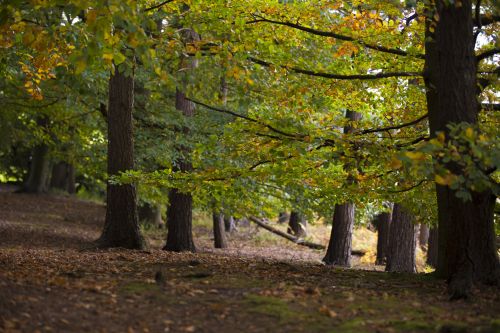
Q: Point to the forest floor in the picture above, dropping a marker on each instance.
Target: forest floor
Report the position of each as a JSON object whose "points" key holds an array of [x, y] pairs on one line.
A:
{"points": [[51, 280]]}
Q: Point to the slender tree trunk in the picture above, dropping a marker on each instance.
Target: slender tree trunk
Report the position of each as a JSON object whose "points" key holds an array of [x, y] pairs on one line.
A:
{"points": [[423, 236], [229, 224], [382, 223], [340, 244], [220, 241], [467, 252], [297, 225], [121, 228], [283, 217], [402, 241], [179, 212], [432, 250], [39, 170]]}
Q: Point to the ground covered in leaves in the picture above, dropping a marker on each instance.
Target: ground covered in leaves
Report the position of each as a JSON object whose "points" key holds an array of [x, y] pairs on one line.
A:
{"points": [[52, 280]]}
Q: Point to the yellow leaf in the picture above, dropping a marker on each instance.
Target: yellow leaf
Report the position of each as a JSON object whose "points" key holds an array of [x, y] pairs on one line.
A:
{"points": [[415, 155]]}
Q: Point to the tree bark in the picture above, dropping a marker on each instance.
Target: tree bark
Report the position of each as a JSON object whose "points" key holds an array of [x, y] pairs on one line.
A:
{"points": [[39, 170], [467, 252], [179, 212], [229, 225], [382, 222], [423, 236], [121, 227], [432, 249], [220, 241], [340, 244], [402, 241], [297, 225]]}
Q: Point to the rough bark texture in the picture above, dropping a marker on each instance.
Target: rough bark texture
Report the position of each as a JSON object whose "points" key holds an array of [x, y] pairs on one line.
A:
{"points": [[382, 222], [340, 244], [402, 242], [63, 177], [220, 241], [121, 228], [39, 173], [423, 236], [229, 224], [297, 225], [432, 249], [467, 252]]}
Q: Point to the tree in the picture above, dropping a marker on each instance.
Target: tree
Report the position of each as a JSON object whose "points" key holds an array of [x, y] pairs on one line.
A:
{"points": [[402, 241], [340, 245], [467, 252], [297, 224], [382, 222], [121, 227], [220, 241]]}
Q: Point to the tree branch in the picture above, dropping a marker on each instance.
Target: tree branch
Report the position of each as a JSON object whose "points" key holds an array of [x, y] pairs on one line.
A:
{"points": [[487, 54], [332, 34], [338, 76], [253, 120], [158, 5], [384, 129]]}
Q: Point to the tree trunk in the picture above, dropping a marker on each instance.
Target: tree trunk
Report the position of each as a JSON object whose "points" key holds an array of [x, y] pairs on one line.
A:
{"points": [[121, 228], [402, 241], [467, 252], [382, 223], [432, 250], [229, 225], [220, 241], [340, 245], [283, 217], [63, 177], [297, 225], [39, 170], [179, 212], [423, 236]]}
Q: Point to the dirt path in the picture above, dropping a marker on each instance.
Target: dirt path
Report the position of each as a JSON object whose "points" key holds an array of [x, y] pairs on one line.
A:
{"points": [[50, 283]]}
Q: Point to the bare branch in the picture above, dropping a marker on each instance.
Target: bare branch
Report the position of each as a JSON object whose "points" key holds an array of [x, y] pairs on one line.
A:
{"points": [[339, 76], [395, 51]]}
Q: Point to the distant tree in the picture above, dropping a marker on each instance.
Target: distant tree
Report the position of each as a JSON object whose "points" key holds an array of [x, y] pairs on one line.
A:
{"points": [[382, 223], [402, 241]]}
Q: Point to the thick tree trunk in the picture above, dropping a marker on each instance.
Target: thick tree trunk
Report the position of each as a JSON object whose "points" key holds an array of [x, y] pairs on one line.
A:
{"points": [[229, 225], [63, 177], [467, 252], [340, 245], [39, 173], [423, 236], [382, 222], [220, 241], [121, 228], [297, 225], [402, 242], [179, 212], [432, 249]]}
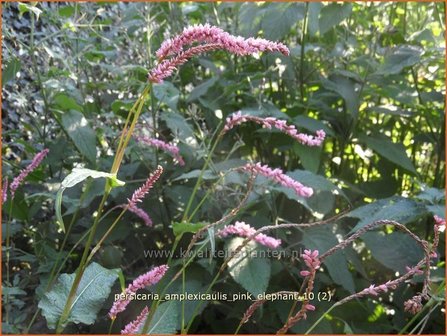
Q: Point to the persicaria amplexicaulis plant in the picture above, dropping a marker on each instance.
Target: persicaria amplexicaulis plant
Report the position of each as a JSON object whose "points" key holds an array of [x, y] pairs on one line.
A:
{"points": [[173, 53]]}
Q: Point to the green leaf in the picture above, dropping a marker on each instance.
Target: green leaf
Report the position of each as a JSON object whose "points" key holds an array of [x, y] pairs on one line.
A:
{"points": [[79, 131], [432, 195], [76, 176], [201, 89], [399, 58], [345, 88], [322, 239], [395, 250], [66, 102], [395, 208], [178, 125], [165, 319], [394, 152], [247, 268], [182, 227], [66, 11], [24, 8], [321, 201], [279, 19], [12, 67], [93, 290], [332, 14], [167, 93]]}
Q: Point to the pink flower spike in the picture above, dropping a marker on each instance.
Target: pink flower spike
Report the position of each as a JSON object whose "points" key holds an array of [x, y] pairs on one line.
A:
{"points": [[309, 307], [133, 327], [211, 34], [139, 194], [281, 125], [242, 229], [169, 148], [25, 172], [148, 279], [372, 290], [5, 190], [278, 176], [439, 221], [166, 68], [413, 305], [383, 288]]}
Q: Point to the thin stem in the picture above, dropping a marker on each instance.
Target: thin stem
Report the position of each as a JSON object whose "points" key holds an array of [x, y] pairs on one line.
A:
{"points": [[82, 265], [8, 246], [199, 179], [319, 320], [155, 304]]}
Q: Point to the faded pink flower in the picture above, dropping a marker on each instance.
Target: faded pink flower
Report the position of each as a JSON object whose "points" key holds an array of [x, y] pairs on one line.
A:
{"points": [[439, 221], [166, 68], [278, 176], [309, 140], [309, 307], [157, 143], [242, 229], [413, 305], [139, 194], [311, 259], [211, 34], [148, 279], [5, 190], [414, 270], [133, 327], [25, 172]]}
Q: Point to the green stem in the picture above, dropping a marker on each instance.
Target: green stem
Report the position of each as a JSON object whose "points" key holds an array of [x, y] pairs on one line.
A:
{"points": [[208, 193], [155, 304], [8, 246], [199, 179], [320, 319], [124, 140], [82, 265]]}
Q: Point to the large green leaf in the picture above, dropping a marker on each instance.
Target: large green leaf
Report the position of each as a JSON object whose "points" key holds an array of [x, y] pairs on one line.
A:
{"points": [[394, 152], [322, 239], [395, 208], [399, 58], [249, 268], [93, 290], [345, 88], [76, 176], [332, 14], [395, 251], [165, 319], [79, 131]]}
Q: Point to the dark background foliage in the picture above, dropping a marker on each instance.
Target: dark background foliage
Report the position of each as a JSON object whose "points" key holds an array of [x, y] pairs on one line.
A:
{"points": [[372, 75]]}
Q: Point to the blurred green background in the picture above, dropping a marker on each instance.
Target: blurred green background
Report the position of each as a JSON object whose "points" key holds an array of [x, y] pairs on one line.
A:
{"points": [[371, 74]]}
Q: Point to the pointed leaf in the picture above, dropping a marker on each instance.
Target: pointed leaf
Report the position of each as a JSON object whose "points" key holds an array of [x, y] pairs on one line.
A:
{"points": [[93, 290]]}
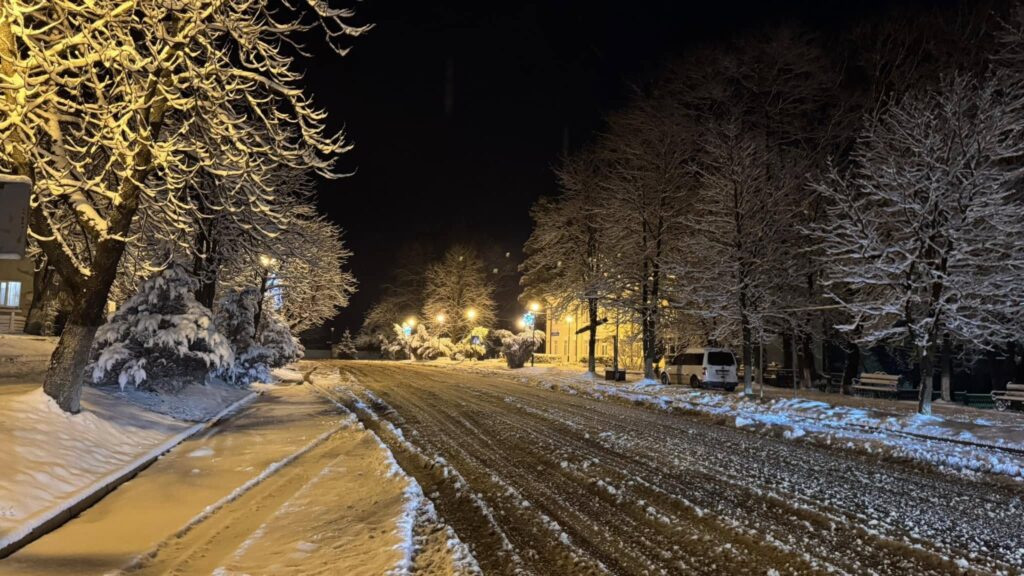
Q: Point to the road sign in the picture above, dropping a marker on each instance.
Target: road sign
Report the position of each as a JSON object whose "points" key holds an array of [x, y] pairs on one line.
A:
{"points": [[14, 192]]}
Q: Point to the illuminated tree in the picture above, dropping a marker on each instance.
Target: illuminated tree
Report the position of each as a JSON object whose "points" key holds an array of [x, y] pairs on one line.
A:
{"points": [[459, 290], [119, 110]]}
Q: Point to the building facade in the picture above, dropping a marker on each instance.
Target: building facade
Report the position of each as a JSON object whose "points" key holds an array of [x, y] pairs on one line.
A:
{"points": [[15, 293]]}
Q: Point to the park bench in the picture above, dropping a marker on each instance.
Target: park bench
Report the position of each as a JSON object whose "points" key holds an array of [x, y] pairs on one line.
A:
{"points": [[1006, 399], [880, 383]]}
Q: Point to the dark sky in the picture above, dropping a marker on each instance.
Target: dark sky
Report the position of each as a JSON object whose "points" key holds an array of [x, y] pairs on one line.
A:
{"points": [[527, 79]]}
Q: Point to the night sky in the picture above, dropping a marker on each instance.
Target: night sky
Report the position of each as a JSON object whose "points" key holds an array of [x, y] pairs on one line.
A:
{"points": [[435, 167]]}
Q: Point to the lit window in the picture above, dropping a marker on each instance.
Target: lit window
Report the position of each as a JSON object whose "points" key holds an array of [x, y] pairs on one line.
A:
{"points": [[10, 294]]}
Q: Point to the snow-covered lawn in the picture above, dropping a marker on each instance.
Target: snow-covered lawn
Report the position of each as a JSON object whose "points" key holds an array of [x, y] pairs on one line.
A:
{"points": [[958, 439]]}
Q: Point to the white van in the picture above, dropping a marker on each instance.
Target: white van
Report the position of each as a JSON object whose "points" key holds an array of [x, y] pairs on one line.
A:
{"points": [[702, 368]]}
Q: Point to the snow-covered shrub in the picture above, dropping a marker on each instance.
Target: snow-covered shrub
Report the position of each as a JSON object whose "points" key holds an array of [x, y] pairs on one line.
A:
{"points": [[398, 346], [161, 338], [345, 348], [518, 347], [254, 355], [282, 346], [474, 345], [425, 346], [237, 321]]}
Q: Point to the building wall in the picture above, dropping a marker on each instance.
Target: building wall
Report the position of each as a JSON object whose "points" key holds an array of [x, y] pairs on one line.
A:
{"points": [[569, 347], [16, 271]]}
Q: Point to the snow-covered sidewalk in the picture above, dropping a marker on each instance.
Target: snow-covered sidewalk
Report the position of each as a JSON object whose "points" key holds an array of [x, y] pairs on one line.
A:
{"points": [[52, 461], [963, 440], [292, 484]]}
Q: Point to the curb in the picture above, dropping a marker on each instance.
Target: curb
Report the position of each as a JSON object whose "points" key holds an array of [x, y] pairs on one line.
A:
{"points": [[26, 535]]}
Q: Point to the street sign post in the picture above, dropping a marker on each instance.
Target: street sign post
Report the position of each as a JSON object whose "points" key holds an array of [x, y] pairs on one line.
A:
{"points": [[14, 193]]}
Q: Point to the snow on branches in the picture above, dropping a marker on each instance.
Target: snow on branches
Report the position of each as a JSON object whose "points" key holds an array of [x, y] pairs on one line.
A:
{"points": [[161, 338], [924, 236]]}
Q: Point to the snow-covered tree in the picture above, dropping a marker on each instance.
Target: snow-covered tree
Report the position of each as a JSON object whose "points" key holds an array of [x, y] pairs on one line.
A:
{"points": [[276, 338], [925, 238], [565, 253], [474, 344], [743, 272], [114, 109], [345, 348], [256, 350], [519, 347], [458, 293], [161, 338], [642, 200]]}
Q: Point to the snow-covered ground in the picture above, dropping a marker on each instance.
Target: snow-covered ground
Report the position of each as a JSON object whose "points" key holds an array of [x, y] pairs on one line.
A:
{"points": [[23, 357], [291, 485], [963, 440]]}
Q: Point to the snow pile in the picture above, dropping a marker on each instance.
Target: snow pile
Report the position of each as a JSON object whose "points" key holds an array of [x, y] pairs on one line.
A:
{"points": [[161, 338], [50, 458], [22, 355]]}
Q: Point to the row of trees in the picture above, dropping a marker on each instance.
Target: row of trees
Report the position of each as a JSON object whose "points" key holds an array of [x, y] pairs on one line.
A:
{"points": [[158, 132], [448, 298], [783, 183]]}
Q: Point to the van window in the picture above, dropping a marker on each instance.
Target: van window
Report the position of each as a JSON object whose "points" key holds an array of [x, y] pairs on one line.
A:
{"points": [[692, 359], [720, 359]]}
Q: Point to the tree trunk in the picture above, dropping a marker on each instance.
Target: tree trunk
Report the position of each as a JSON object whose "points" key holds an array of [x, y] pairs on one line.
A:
{"points": [[947, 388], [592, 344], [925, 400], [808, 367], [852, 367], [44, 291], [748, 360], [67, 370]]}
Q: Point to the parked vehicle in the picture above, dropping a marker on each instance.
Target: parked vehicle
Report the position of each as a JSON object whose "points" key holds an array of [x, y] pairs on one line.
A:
{"points": [[702, 367]]}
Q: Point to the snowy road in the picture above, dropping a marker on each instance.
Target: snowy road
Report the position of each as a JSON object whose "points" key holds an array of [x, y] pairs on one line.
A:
{"points": [[291, 485], [543, 482]]}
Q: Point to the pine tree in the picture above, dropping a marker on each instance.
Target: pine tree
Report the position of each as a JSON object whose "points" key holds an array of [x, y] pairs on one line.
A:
{"points": [[161, 338]]}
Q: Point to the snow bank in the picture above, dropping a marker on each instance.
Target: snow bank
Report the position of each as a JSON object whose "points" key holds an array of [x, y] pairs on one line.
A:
{"points": [[22, 355]]}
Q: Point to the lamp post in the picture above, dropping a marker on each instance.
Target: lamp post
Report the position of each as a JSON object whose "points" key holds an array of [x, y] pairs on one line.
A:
{"points": [[267, 263]]}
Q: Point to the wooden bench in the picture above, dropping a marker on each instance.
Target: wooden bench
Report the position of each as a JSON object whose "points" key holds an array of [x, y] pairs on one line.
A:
{"points": [[1006, 399], [880, 383]]}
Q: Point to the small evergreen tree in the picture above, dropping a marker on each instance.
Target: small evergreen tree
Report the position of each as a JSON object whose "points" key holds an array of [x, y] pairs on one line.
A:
{"points": [[518, 347], [161, 338]]}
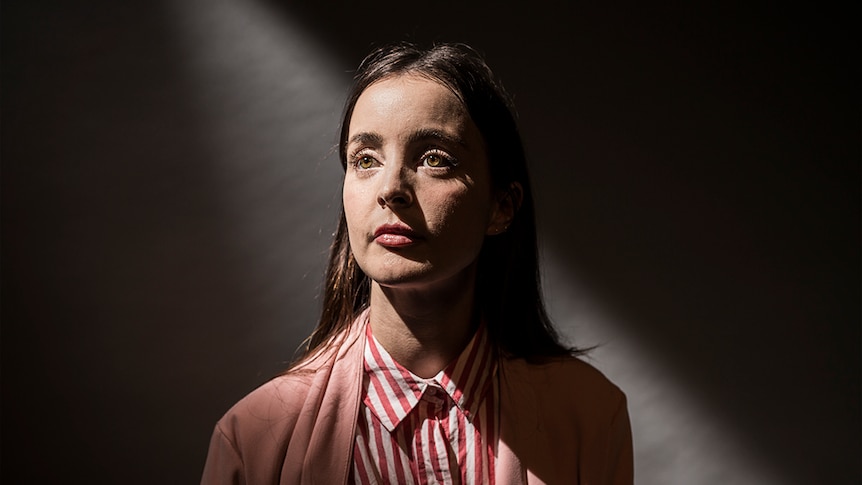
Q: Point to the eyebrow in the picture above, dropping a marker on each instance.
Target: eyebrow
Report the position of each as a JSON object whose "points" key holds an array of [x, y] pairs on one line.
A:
{"points": [[424, 134]]}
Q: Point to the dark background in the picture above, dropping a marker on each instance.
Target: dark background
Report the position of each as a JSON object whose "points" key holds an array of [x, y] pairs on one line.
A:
{"points": [[165, 215]]}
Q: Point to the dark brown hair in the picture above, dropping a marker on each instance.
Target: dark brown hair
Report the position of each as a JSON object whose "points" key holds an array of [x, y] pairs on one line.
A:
{"points": [[508, 292]]}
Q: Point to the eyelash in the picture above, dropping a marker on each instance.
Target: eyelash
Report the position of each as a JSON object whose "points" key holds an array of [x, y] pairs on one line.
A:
{"points": [[449, 161]]}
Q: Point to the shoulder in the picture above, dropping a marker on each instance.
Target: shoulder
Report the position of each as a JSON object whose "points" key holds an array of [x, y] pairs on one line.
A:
{"points": [[567, 383], [271, 409]]}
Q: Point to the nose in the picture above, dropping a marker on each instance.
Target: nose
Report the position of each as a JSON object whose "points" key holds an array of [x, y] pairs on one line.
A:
{"points": [[396, 188]]}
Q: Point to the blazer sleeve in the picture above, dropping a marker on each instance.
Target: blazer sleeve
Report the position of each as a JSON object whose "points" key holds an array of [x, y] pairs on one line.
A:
{"points": [[224, 465], [620, 458]]}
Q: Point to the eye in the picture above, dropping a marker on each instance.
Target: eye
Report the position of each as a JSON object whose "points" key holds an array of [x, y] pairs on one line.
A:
{"points": [[437, 159], [363, 161]]}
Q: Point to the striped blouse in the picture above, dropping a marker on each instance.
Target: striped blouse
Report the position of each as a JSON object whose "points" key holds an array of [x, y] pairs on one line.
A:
{"points": [[439, 430]]}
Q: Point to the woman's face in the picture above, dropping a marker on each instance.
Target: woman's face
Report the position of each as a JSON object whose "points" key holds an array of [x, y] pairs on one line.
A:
{"points": [[417, 192]]}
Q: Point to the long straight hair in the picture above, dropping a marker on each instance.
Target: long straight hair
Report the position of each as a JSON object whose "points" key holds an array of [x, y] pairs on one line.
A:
{"points": [[508, 282]]}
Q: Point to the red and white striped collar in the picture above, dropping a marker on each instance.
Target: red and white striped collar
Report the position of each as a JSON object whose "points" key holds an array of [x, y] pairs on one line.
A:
{"points": [[393, 391]]}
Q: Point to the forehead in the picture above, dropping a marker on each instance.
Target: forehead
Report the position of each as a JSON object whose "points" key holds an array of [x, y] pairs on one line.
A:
{"points": [[408, 101]]}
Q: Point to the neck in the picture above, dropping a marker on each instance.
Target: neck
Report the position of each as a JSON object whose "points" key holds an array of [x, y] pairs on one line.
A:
{"points": [[424, 328]]}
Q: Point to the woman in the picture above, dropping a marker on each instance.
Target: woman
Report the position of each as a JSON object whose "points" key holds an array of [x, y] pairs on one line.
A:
{"points": [[434, 360]]}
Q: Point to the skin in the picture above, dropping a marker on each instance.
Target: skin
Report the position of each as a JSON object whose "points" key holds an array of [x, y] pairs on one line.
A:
{"points": [[417, 160]]}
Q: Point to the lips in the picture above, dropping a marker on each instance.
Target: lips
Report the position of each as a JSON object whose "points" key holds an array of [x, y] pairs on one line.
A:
{"points": [[395, 235]]}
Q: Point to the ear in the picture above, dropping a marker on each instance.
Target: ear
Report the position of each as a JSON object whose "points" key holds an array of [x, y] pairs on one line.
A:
{"points": [[506, 204]]}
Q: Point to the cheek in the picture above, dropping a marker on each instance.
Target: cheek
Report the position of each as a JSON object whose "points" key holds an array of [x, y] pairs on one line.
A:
{"points": [[465, 210], [351, 198]]}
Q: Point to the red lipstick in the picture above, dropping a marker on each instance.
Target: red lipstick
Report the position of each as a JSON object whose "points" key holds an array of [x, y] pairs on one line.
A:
{"points": [[395, 235]]}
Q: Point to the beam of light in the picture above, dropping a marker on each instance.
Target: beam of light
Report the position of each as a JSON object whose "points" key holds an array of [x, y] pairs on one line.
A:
{"points": [[269, 99]]}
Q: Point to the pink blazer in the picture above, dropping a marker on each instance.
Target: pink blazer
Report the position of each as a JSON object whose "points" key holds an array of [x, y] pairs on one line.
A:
{"points": [[560, 422]]}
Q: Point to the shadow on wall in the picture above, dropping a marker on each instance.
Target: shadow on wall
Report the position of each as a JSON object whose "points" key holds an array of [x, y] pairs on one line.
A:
{"points": [[697, 169]]}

— Stated task —
Every line from the one holding "Q: Point to the ear" through the final line of the listing must be echoed exactly; leave out all other lines.

— Result of the task —
Q: Point to the ear in the picture above, dropping a marker on each instance.
Target: ear
Report the position of each as a JSON object whose "points" key holds an array of [x, y] pairs on one line.
A:
{"points": [[506, 204]]}
Q: Point to the cheek in the picture above, dropping a marker on each instance.
Target: cheek
Report the position of each as a JSON object whose "points" key holds an array of [x, y] pairs on one line.
A:
{"points": [[465, 210], [351, 198]]}
Q: Point to the red lipstick in the picture above, dropping a marker on each instance.
Target: red lipstick
Report the position of each as a JSON object whose "points" key holds an array of [x, y] pairs on one line.
A:
{"points": [[395, 235]]}
Q: Point to the beam of light in the picture above, dropping a marker on each instance.
Target: beam of light
Report the position of each as a JSON object whose "points" key holds an array of [x, y] pairs on one line.
A:
{"points": [[269, 99]]}
Q: Point to the pink blazer in the picture above, dropping a marker on each instance.
Target: pink blazer
Report the position of each as a JSON object whose "points" key holds an array of [x, y] pairs on one line.
A:
{"points": [[560, 422]]}
Q: Point to the shadow on wall in the picture above, dropping a marker on each instance.
Target: shadow on wall
Report the position of each as a JSON object whose "points" key holds an array of [x, y] pairs on one line.
A:
{"points": [[697, 169]]}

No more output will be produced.